■ Data entries:
-*-*-

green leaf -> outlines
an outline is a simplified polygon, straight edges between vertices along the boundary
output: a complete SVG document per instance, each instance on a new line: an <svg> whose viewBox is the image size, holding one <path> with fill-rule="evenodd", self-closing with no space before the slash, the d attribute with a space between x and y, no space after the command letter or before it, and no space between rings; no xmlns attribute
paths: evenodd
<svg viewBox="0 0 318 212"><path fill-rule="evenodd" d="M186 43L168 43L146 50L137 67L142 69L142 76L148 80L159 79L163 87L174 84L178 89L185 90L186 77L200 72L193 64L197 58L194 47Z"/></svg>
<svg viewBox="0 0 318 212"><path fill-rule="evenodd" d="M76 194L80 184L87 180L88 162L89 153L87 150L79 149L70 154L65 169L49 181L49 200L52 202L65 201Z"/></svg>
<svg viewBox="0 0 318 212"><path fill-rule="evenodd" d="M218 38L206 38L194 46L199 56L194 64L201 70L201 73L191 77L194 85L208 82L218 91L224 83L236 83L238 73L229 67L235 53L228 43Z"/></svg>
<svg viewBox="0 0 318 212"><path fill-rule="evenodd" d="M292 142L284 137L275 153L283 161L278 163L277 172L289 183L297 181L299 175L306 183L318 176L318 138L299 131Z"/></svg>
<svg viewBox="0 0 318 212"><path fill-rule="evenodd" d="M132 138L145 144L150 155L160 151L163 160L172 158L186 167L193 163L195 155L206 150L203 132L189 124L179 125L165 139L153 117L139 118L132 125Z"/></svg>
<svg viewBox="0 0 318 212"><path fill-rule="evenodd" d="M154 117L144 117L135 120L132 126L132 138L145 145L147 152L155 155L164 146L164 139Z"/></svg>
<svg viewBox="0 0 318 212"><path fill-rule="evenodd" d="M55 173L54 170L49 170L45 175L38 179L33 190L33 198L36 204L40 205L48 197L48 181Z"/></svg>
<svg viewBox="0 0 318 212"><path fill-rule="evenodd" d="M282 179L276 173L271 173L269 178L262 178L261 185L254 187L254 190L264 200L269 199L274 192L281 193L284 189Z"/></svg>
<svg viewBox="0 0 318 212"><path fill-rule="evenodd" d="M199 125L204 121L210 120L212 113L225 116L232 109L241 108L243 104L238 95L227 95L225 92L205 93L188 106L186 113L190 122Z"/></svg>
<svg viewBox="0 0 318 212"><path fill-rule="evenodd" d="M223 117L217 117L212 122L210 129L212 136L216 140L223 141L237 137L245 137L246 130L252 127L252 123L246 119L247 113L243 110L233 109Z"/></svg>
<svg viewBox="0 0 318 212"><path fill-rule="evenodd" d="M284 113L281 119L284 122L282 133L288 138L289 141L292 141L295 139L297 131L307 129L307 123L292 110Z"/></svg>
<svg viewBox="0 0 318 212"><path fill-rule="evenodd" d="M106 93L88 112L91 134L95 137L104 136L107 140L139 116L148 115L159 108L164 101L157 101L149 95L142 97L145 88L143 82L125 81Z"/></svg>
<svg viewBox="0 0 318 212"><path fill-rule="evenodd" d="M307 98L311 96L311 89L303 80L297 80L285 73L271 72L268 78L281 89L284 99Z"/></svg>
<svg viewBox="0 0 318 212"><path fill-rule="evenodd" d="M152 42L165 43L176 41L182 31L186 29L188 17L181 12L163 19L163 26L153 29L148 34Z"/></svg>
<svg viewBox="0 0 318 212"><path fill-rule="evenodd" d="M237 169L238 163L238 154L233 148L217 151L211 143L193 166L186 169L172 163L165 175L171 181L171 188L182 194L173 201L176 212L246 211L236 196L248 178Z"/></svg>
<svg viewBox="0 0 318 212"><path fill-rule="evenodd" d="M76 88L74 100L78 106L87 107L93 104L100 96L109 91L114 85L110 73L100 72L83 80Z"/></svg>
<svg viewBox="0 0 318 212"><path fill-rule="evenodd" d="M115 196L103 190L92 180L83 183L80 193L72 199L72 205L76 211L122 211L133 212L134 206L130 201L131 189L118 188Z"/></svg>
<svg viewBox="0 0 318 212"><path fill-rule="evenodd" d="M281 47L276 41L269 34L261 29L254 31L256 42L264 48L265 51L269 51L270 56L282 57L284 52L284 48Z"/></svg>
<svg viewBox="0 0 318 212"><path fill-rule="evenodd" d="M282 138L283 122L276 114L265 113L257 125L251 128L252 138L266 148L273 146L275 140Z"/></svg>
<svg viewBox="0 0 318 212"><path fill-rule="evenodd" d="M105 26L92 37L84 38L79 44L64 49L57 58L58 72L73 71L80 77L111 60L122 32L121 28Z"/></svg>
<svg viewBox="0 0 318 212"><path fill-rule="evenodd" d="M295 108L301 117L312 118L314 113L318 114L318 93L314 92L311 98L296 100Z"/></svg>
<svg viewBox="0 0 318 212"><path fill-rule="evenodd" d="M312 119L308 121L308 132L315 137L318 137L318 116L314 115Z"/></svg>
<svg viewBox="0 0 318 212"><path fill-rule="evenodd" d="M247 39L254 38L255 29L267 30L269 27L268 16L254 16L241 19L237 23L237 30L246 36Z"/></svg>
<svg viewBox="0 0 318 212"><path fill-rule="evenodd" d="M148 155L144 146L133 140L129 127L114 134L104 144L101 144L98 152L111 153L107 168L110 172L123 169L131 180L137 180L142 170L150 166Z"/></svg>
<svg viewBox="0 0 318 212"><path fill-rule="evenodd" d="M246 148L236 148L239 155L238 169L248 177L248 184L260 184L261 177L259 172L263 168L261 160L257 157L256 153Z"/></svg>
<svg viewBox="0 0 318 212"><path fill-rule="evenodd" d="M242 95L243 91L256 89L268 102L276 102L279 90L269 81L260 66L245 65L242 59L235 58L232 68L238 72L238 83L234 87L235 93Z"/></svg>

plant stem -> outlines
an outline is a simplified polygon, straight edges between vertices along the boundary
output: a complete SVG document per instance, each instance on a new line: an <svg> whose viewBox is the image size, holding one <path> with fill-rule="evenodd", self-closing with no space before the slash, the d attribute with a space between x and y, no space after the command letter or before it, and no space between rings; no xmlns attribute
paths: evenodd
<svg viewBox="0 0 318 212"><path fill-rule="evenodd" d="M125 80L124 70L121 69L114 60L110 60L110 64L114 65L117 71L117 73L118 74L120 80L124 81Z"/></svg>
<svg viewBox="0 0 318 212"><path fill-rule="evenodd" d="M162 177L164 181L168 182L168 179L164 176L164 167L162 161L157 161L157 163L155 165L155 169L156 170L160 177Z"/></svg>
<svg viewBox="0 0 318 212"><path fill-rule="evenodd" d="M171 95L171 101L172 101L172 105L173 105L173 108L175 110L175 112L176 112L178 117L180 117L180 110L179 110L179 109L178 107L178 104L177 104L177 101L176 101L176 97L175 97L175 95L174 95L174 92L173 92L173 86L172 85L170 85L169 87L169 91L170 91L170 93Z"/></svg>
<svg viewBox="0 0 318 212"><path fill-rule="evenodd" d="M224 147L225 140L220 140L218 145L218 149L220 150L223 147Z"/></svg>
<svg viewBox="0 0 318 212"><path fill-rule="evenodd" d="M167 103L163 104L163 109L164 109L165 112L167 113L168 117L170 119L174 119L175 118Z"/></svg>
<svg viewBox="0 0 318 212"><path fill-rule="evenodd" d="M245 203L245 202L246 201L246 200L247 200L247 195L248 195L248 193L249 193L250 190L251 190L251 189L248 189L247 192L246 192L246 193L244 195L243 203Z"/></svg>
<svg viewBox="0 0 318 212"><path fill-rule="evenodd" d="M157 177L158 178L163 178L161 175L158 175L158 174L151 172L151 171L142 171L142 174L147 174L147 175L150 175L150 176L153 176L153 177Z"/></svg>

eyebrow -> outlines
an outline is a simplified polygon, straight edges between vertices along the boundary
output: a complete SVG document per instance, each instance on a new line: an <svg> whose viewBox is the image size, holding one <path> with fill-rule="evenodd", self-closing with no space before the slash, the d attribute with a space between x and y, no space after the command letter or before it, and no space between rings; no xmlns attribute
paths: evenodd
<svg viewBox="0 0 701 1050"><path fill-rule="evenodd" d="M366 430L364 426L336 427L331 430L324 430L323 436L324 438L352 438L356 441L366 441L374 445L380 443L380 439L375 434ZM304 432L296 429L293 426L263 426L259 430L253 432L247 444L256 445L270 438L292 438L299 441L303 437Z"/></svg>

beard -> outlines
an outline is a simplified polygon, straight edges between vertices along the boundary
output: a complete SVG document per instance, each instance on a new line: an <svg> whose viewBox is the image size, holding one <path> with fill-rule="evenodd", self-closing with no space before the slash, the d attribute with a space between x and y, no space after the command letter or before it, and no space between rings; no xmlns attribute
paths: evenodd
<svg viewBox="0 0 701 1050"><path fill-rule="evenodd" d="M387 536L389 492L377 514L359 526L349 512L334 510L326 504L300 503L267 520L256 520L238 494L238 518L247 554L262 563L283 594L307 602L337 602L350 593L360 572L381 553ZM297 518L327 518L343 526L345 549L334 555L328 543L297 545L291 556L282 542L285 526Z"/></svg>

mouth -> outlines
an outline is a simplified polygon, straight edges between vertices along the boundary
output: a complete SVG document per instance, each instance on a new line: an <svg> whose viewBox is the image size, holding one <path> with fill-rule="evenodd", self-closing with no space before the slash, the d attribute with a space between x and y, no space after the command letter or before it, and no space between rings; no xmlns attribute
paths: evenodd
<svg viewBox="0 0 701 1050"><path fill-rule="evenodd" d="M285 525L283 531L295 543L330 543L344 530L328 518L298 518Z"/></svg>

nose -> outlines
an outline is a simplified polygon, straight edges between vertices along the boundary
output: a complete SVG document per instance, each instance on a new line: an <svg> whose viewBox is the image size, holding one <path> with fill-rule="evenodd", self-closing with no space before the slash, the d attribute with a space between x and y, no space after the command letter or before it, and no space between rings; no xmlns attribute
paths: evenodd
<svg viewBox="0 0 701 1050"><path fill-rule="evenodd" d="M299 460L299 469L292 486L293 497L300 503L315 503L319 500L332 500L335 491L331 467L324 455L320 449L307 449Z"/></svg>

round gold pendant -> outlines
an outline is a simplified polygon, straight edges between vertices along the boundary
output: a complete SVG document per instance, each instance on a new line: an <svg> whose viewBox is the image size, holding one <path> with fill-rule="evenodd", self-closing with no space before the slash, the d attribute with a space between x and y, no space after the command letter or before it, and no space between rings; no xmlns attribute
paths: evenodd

-*-*-

■ What to work on:
Please reproduce everything from the line containing "nose -> outlines" down to the end of the material, word for word.

■ Written answer:
nose -> outlines
an outline is a simplified polygon, straight edges between vertices along the boundary
output: a complete SVG document per instance, each instance on a new line: an <svg> whose viewBox is the image size, holding one <path> with fill-rule="evenodd", self-closing with no space before the slash, the d attribute with a space between x and y, no space after the command letter or before it, and no space between rings; no xmlns attribute
paths: evenodd
<svg viewBox="0 0 701 1050"><path fill-rule="evenodd" d="M299 460L299 469L292 486L293 497L300 503L315 503L319 500L332 500L335 491L331 467L324 455L320 449L307 449Z"/></svg>

round gold pendant -> outlines
an outline is a simplified polygon, straight edges between vertices along the boundary
output: a complete SVG document per instance, each instance on a new line: an <svg> whose viewBox is the image size, holding one <path> with fill-rule="evenodd", self-closing with no space before the slash, the d attribute with a space between x and y, no space after the command letter or before it, and no space between rings; no xmlns attribute
paths: evenodd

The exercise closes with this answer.